§ **WHAT THE TASK ASKS**:
Starting with the line that contains "Where can the tree be found in this picture?", set down each line through the end of the entries below, exactly and with nothing added.

-- Start EXERCISE DATA --

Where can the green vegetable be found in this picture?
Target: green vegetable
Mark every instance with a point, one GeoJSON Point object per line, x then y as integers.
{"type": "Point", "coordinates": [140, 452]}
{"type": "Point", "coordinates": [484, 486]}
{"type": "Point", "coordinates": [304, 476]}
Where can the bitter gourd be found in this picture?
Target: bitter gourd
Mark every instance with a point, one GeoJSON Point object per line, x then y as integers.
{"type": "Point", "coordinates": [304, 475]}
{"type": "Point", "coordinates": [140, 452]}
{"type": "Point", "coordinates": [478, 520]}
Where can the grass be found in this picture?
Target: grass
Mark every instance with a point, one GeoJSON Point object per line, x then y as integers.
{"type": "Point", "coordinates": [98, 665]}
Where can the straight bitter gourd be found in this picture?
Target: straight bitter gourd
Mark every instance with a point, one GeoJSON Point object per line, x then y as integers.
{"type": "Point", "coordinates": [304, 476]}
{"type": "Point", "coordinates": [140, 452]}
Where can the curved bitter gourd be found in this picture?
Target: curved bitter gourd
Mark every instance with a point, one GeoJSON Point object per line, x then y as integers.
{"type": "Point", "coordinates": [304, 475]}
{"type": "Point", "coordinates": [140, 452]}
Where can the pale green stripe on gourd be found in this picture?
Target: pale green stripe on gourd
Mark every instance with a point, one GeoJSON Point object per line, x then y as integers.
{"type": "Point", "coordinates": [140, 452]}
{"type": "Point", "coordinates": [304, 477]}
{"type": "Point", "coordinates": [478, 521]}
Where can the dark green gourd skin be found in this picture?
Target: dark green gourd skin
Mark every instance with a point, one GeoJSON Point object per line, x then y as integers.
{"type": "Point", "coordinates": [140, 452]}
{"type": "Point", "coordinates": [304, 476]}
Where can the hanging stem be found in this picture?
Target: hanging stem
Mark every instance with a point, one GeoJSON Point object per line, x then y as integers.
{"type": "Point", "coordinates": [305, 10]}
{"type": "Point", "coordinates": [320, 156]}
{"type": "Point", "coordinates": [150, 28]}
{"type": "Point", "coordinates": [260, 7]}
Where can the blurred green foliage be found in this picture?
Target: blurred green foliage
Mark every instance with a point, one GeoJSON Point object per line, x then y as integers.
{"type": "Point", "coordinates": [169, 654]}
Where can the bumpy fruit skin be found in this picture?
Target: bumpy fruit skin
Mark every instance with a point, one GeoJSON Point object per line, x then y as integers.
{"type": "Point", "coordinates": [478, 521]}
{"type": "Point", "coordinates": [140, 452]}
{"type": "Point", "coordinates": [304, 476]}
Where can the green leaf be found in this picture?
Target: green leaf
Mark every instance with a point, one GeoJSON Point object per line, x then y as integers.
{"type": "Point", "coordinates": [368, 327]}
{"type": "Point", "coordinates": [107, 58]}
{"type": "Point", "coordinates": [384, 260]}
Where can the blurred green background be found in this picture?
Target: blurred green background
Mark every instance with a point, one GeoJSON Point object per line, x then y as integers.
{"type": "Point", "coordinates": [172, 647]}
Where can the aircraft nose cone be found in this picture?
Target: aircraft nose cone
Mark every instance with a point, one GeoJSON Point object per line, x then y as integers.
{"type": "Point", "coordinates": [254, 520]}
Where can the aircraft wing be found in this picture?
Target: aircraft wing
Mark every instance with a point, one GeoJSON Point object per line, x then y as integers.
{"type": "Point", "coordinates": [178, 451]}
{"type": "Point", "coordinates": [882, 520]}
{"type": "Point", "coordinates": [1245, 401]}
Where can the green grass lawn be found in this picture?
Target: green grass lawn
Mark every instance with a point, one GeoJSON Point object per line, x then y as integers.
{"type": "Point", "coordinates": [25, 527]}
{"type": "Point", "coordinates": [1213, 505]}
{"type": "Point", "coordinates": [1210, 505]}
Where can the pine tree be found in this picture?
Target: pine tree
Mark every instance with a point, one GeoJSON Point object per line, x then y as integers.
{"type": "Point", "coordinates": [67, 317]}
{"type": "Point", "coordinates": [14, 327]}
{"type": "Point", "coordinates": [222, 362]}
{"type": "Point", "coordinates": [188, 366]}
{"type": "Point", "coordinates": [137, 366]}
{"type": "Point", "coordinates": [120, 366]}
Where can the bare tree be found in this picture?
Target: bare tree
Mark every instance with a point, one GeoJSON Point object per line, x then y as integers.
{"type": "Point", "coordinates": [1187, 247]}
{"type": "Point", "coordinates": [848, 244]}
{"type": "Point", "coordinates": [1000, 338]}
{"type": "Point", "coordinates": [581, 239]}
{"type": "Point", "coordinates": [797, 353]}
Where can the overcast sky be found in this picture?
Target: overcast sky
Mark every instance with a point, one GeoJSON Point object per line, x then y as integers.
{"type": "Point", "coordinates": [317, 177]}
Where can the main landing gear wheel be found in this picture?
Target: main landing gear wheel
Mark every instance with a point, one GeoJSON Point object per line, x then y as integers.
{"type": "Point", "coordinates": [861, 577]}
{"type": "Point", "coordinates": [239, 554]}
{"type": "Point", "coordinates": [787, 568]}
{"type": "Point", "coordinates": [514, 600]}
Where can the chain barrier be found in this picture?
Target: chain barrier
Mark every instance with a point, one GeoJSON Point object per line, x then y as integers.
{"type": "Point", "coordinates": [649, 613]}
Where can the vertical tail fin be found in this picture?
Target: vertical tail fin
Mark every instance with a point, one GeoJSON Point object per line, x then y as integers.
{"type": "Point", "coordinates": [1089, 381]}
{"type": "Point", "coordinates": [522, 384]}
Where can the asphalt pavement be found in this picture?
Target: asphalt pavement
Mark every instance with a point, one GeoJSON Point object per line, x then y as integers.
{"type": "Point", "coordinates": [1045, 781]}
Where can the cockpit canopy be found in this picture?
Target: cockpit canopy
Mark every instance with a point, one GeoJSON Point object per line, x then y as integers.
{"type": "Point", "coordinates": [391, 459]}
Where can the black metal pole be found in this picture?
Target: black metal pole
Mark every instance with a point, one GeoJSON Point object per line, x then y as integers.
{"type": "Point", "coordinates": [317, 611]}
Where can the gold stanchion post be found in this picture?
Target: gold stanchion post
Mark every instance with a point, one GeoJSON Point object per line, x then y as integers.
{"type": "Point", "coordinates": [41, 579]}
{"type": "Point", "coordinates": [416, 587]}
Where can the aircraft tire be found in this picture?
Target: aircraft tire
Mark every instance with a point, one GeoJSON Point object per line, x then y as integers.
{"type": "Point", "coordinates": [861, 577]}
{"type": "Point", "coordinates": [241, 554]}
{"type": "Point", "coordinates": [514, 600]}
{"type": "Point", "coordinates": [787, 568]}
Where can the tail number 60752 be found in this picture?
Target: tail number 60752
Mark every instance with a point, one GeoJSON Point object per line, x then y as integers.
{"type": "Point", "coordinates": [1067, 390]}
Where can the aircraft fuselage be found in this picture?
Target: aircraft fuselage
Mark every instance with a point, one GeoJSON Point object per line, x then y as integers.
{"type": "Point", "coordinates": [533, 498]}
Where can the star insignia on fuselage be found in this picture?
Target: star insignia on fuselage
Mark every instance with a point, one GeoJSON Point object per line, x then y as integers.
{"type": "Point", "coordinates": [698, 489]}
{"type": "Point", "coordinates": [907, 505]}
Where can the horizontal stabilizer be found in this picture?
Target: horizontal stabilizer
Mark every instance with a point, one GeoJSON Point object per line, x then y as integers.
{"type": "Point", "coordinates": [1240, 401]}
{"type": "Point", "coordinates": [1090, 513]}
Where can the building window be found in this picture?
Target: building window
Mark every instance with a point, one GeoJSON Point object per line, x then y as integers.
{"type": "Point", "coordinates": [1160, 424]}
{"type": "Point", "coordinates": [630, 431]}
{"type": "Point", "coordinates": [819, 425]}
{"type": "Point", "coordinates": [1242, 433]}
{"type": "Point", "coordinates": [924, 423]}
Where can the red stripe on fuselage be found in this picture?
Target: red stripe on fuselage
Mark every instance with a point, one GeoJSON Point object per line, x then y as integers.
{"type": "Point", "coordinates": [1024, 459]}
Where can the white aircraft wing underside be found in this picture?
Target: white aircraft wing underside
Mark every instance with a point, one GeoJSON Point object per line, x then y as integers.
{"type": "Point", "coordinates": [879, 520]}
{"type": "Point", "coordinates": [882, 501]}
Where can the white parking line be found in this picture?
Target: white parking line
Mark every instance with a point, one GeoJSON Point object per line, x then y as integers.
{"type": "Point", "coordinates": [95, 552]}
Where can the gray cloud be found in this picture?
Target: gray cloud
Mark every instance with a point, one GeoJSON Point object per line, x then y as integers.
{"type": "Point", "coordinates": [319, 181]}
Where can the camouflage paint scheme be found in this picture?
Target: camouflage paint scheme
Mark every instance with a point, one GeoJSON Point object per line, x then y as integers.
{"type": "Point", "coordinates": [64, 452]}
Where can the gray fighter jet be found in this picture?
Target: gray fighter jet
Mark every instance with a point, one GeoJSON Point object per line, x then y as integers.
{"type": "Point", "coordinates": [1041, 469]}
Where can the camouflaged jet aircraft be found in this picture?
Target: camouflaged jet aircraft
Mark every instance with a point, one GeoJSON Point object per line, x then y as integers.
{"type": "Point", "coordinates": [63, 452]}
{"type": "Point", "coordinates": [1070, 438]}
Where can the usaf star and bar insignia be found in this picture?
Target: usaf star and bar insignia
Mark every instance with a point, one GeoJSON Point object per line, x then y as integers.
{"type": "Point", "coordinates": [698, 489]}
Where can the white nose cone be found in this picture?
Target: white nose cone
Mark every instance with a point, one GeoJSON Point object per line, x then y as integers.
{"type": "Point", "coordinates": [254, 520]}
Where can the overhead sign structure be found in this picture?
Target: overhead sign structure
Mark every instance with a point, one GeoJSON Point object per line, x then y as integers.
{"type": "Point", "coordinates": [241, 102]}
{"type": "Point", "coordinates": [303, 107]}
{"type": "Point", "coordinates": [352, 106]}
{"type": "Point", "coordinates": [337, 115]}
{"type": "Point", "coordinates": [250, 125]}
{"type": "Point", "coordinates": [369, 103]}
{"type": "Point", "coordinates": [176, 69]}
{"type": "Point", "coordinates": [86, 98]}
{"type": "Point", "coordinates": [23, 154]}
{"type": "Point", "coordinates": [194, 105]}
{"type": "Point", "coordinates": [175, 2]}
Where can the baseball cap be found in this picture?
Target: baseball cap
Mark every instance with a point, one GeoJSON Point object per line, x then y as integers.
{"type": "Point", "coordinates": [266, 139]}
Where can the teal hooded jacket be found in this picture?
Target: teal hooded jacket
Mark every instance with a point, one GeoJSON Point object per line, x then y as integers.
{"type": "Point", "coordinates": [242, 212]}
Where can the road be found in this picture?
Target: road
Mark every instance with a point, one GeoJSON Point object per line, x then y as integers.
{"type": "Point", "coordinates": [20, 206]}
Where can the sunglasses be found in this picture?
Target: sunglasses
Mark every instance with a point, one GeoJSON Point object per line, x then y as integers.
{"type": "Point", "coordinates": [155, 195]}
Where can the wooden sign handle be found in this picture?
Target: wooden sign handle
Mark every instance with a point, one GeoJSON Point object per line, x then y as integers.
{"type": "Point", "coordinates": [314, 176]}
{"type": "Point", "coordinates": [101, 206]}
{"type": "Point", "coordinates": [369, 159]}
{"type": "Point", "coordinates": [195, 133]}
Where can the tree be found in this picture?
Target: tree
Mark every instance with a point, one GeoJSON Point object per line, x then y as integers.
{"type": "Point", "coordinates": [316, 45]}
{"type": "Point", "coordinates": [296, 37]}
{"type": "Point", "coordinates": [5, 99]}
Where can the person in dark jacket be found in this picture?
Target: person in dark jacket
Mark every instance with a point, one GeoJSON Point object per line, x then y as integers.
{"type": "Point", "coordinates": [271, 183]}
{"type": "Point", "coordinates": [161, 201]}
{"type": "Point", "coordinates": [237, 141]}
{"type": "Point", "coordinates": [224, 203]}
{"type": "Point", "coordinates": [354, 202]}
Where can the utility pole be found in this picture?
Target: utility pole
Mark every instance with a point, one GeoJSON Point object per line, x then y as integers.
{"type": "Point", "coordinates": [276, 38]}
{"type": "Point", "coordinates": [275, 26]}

-- End EXERCISE DATA --

§ **FINAL ANSWER**:
Where can the tree be found in this picture?
Target: tree
Mark every instance with a point, one GeoJSON Point object per line, x then y as integers.
{"type": "Point", "coordinates": [316, 45]}
{"type": "Point", "coordinates": [296, 37]}
{"type": "Point", "coordinates": [5, 99]}
Where can the person in dark jacket be found in this picture?
Target: person in dark jacket
Mark every instance with a point, one GeoJSON Point object per line, x then y as integers.
{"type": "Point", "coordinates": [271, 183]}
{"type": "Point", "coordinates": [161, 201]}
{"type": "Point", "coordinates": [237, 141]}
{"type": "Point", "coordinates": [224, 203]}
{"type": "Point", "coordinates": [354, 202]}
Where can the utility pole be found in this picture?
Target: utility pole
Mark every instance with a point, one GeoJSON Point object per line, x then y as integers.
{"type": "Point", "coordinates": [276, 38]}
{"type": "Point", "coordinates": [275, 26]}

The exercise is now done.